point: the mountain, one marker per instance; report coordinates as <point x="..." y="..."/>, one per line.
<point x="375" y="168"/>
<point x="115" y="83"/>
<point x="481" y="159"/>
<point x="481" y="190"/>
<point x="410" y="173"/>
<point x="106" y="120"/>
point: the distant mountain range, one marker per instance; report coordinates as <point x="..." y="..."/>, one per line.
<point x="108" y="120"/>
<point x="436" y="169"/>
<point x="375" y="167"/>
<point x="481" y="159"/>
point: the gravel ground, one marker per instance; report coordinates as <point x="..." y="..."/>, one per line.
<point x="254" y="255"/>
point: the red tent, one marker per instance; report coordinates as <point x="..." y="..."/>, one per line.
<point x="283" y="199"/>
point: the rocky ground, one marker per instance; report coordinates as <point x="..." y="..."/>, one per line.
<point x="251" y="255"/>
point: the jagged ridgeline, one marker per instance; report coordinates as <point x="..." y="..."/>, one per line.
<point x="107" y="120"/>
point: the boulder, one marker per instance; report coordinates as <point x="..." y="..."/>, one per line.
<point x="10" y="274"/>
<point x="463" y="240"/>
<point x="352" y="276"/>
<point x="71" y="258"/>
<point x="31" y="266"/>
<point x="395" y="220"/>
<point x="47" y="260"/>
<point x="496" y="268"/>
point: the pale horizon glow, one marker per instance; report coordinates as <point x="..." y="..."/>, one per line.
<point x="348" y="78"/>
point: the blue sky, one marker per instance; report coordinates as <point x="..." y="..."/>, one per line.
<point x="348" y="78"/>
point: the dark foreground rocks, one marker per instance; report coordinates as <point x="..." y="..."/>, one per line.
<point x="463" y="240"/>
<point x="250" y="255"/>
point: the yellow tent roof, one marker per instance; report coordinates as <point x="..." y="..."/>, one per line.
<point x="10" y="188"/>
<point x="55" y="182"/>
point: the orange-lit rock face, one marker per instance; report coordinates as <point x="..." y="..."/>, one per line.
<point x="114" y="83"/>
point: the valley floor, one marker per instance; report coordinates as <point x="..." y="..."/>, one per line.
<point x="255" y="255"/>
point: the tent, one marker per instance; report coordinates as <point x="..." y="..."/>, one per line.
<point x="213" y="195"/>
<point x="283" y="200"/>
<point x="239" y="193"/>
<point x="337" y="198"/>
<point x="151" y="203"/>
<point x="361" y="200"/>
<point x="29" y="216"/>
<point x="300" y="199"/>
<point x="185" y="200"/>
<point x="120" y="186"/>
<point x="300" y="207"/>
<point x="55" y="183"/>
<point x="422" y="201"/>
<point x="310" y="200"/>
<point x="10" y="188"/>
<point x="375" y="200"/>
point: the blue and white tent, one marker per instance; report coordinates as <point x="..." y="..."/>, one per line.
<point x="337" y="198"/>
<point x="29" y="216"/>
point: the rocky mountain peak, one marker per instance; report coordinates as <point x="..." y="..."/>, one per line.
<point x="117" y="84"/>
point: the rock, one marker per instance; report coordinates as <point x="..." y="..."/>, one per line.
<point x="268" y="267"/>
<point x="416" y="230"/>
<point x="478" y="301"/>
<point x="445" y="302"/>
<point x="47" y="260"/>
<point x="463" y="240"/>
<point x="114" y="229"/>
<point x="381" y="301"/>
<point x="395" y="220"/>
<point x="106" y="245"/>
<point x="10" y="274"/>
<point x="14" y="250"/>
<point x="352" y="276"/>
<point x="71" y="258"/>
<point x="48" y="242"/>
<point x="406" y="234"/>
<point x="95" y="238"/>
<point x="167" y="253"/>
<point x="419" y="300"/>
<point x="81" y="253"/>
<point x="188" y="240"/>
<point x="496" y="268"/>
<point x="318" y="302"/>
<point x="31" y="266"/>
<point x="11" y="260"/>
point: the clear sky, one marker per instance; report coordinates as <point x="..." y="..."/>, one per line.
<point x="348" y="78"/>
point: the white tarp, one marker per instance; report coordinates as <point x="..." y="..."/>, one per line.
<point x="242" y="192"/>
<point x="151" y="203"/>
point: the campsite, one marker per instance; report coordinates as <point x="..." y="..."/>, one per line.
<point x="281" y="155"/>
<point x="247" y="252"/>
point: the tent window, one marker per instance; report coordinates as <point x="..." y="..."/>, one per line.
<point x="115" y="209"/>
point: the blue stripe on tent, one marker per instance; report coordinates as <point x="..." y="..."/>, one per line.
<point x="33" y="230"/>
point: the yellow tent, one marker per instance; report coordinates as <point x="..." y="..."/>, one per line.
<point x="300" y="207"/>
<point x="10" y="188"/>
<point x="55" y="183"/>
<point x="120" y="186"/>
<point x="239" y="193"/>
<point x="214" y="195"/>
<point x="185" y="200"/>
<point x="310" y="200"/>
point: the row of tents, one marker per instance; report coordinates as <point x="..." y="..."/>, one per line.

************

Assigned task
The records above must be printed again in full, exactly as written.

Reply to the task
point: the mountain, one marker per instance; report coordinates as <point x="..." y="..."/>, one per line.
<point x="375" y="168"/>
<point x="115" y="83"/>
<point x="481" y="159"/>
<point x="481" y="190"/>
<point x="410" y="173"/>
<point x="106" y="120"/>
point: the distant mountain range, one marker per instance; report coordinates as <point x="..." y="..."/>, one per line.
<point x="108" y="120"/>
<point x="436" y="169"/>
<point x="375" y="167"/>
<point x="481" y="159"/>
point: the gravel ground, one marker per instance; report coordinates as <point x="..." y="..."/>, one per line.
<point x="254" y="255"/>
point: the red tent, one marker per instance; report coordinates as <point x="..." y="..."/>, one per line.
<point x="283" y="199"/>
point: the rocky ground, one marker per instance; report coordinates as <point x="..." y="..."/>, one per line.
<point x="251" y="255"/>
point: the jagged ridgeline, one marker per instance; report coordinates as <point x="..." y="..."/>, one per line.
<point x="107" y="120"/>
point: the boulder, one marker per instance; report coordinates as <point x="..." y="..."/>, one per line.
<point x="10" y="274"/>
<point x="463" y="240"/>
<point x="352" y="276"/>
<point x="71" y="258"/>
<point x="31" y="266"/>
<point x="395" y="220"/>
<point x="47" y="260"/>
<point x="496" y="268"/>
point: the pale horizon glow, one marker per instance; report coordinates as <point x="..." y="..."/>, one per line.
<point x="348" y="78"/>
point: the blue sky, one marker per instance; report coordinates as <point x="..." y="..."/>, one per line.
<point x="348" y="78"/>
point: the dark foreground rocks, one marker per instance; report coordinates as <point x="..." y="..."/>, one per line.
<point x="463" y="240"/>
<point x="250" y="255"/>
point: the yellow tent roof, one marker per instance; report coordinates as <point x="..." y="..."/>, one per line.
<point x="10" y="188"/>
<point x="55" y="182"/>
point: the orange-lit rock face, one marker per instance; report coordinates as <point x="..." y="..."/>, one per line.
<point x="114" y="83"/>
point: the valley floor, one marker per instance; report coordinates as <point x="..." y="..."/>, one per line.
<point x="255" y="255"/>
point: the tent, one marker per instance; report coordinates as <point x="..." y="..."/>, one per line.
<point x="213" y="195"/>
<point x="283" y="200"/>
<point x="239" y="193"/>
<point x="337" y="198"/>
<point x="151" y="203"/>
<point x="361" y="200"/>
<point x="29" y="216"/>
<point x="300" y="199"/>
<point x="185" y="200"/>
<point x="120" y="186"/>
<point x="300" y="207"/>
<point x="55" y="183"/>
<point x="422" y="201"/>
<point x="310" y="200"/>
<point x="10" y="188"/>
<point x="375" y="200"/>
point: the blue and white tent, one marker per instance; report coordinates as <point x="..." y="..."/>, one per line.
<point x="337" y="198"/>
<point x="29" y="216"/>
point: the rocky mountain peak, one marker per instance; report coordinates as <point x="..." y="..."/>, one per line.
<point x="117" y="84"/>
point: the rock, one marker per instance; report coordinates as <point x="..." y="..."/>, one per line.
<point x="268" y="267"/>
<point x="416" y="230"/>
<point x="478" y="301"/>
<point x="445" y="302"/>
<point x="47" y="260"/>
<point x="463" y="240"/>
<point x="114" y="229"/>
<point x="381" y="301"/>
<point x="395" y="220"/>
<point x="106" y="245"/>
<point x="10" y="274"/>
<point x="14" y="250"/>
<point x="352" y="276"/>
<point x="71" y="258"/>
<point x="48" y="242"/>
<point x="406" y="234"/>
<point x="95" y="238"/>
<point x="167" y="253"/>
<point x="419" y="300"/>
<point x="81" y="253"/>
<point x="188" y="240"/>
<point x="496" y="268"/>
<point x="318" y="302"/>
<point x="31" y="266"/>
<point x="11" y="260"/>
point: the clear sky, one marker per instance; report coordinates as <point x="..." y="..."/>, one per line.
<point x="348" y="78"/>
point: the white tarp, one marker per instance; report coordinates as <point x="..." y="..."/>, one per line.
<point x="242" y="192"/>
<point x="151" y="203"/>
point: the campsite, one marker per instance; report coordinates as <point x="..." y="..."/>, one per line.
<point x="281" y="155"/>
<point x="247" y="252"/>
point: the tent window, one marker per instance; report coordinates as <point x="..." y="..."/>, one per line.
<point x="115" y="209"/>
point: the blue stripe on tent, one marker per instance; report coordinates as <point x="..." y="..."/>, one per line.
<point x="33" y="230"/>
point: the yellow tent, one marker per instance; report coordinates as <point x="..." y="..."/>, one per line.
<point x="300" y="207"/>
<point x="10" y="188"/>
<point x="55" y="183"/>
<point x="120" y="186"/>
<point x="239" y="193"/>
<point x="214" y="195"/>
<point x="185" y="200"/>
<point x="310" y="200"/>
point: the row of tents, one marker per instance; report coordinates as <point x="..." y="..."/>, one per line.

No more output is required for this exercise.